* [WHAT TO DO]:
Change "Tag each instance" to "Mark each instance" everywhere in the listing below, and write out the full listing again with nothing else altered.

Records from a point-labeling set
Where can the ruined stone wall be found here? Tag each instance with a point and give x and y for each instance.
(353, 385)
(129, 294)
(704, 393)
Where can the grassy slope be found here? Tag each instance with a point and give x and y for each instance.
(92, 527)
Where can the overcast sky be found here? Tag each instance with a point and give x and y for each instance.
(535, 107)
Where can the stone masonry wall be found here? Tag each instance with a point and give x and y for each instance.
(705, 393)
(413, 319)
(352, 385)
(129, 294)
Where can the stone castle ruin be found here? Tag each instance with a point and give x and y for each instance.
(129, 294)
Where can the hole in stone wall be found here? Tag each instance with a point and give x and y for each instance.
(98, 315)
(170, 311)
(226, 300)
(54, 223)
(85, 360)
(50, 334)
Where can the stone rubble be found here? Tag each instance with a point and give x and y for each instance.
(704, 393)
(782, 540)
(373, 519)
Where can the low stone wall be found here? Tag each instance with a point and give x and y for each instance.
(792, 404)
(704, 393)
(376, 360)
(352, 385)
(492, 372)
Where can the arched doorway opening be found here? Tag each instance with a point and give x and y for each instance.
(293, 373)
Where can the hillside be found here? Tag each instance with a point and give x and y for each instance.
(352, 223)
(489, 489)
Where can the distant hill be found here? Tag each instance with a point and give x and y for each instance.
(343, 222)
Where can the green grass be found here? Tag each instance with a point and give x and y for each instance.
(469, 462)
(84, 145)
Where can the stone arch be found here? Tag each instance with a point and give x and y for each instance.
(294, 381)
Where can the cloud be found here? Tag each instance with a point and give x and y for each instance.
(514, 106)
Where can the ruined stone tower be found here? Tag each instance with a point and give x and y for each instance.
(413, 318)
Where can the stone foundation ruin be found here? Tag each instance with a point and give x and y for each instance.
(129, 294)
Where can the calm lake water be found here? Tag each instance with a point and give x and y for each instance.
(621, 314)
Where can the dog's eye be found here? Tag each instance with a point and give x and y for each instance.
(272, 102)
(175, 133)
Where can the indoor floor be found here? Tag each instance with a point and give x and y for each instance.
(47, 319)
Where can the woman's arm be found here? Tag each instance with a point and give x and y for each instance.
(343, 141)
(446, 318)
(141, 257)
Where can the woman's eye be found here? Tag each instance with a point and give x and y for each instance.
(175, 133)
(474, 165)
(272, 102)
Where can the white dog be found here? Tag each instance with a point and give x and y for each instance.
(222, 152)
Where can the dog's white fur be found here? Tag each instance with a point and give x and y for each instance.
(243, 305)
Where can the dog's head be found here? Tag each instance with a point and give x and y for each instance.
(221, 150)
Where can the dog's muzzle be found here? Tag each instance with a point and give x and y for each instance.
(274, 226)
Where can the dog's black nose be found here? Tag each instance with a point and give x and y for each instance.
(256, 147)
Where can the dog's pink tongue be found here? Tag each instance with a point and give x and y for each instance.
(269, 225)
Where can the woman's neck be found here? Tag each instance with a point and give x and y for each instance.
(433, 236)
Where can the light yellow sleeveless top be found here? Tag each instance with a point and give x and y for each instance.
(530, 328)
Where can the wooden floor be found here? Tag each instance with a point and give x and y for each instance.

* [TASK RESPONSE]:
Where can the ruined stone wall be found here? Mark each instance with a point and give x and y for each instance.
(353, 385)
(129, 294)
(704, 393)
Where can the grassy slope be found here? Mark each instance with a point and give x and y for each instance.
(92, 527)
Where can the overcast sky be found here? Mark each instance with a point and give x and y for each instance.
(535, 107)
Where can the stone masonry wall be found here? Mark each instance with a point and give x and y for each instance.
(705, 393)
(413, 319)
(352, 385)
(129, 294)
Where can the stone castle ruin be found here? Mark each instance with a point and give x and y for each instance.
(129, 294)
Where can the hole in stone wall be found here? Mark each instance with a point and give x and y for each instance.
(98, 315)
(170, 311)
(226, 300)
(54, 223)
(85, 360)
(50, 334)
Where can the stone rubble be found here? Mark each instance with a point and give x and y for each instance.
(704, 393)
(782, 540)
(373, 519)
Where can the low stone wall be found here? Mark each instance with a point and give x and y for each instance.
(792, 404)
(704, 393)
(376, 360)
(352, 385)
(492, 372)
Where can the arched doorway opening be found here? Mark each instance with a point and give x and y for each instance.
(293, 373)
Where can the hillside be found here? Mark each instance with a point and give x and y for each instance.
(352, 223)
(489, 489)
Where can the distant hill be found here? Mark each instance with a point and give x and y for each instance.
(343, 222)
Where can the green grass be found here? Mark each instance with a point and give x and y for each instance.
(469, 462)
(84, 145)
Where can the stone arch be found here? Mark each instance with a point and give x and y for each instance.
(294, 381)
Where can the cloud be found here? Mark each instance with a point and give x and y for each instance.
(514, 106)
Where can the ruined stone tower be found here? Mark each instance with a point and give x and y for each instance.
(413, 318)
Where can the stone foundation ruin be found here? Mark each instance with a point and give x and y for each instance.
(129, 294)
Where can the calm lake water be found here? Mark each instance with a point and give x and y for each instance.
(621, 314)
Where can the dog's eye be found here? Mark each instance with a point and give x and y for each instance.
(272, 102)
(175, 133)
Where can the indoor floor be found here? Mark each instance with a point and give x and y for each instance.
(47, 319)
Where can the woman's arm be found here? Mark each instance with a point and give x and y for each instance.
(343, 141)
(446, 318)
(141, 257)
Where can the woman's eye be found here? Mark each instance with a point and give x and y for each instance.
(175, 133)
(474, 165)
(272, 102)
Where can the white dog be found here? Mark each instance with a point and give x and y for each instance.
(222, 152)
Where can the dog's white fur be found here? Mark each instance with a point and give x and y for each instance.
(243, 305)
Where can the dog's head be found here? Mark each instance with a point and give x and y for each instance.
(221, 150)
Where can the dog's muzzle be found here? Mark each instance with a point and give x and y for each instance.
(274, 226)
Where can the dog's black nose be found here? Mark each instance with a point and give x and y for each instance.
(256, 147)
Where can the dog's pink tongue be found here? Mark each instance with a point and give x and y for each instance.
(269, 225)
Where can the woman's neck be found here? Mark each instance with a point and give x and y for each instance.
(433, 236)
Where can the light yellow sleeveless top be found here? Mark each instance with a point and give x and y for each instance.
(530, 328)
Where can the wooden floor be found here? Mark each instance with a point and give x and y for each instance.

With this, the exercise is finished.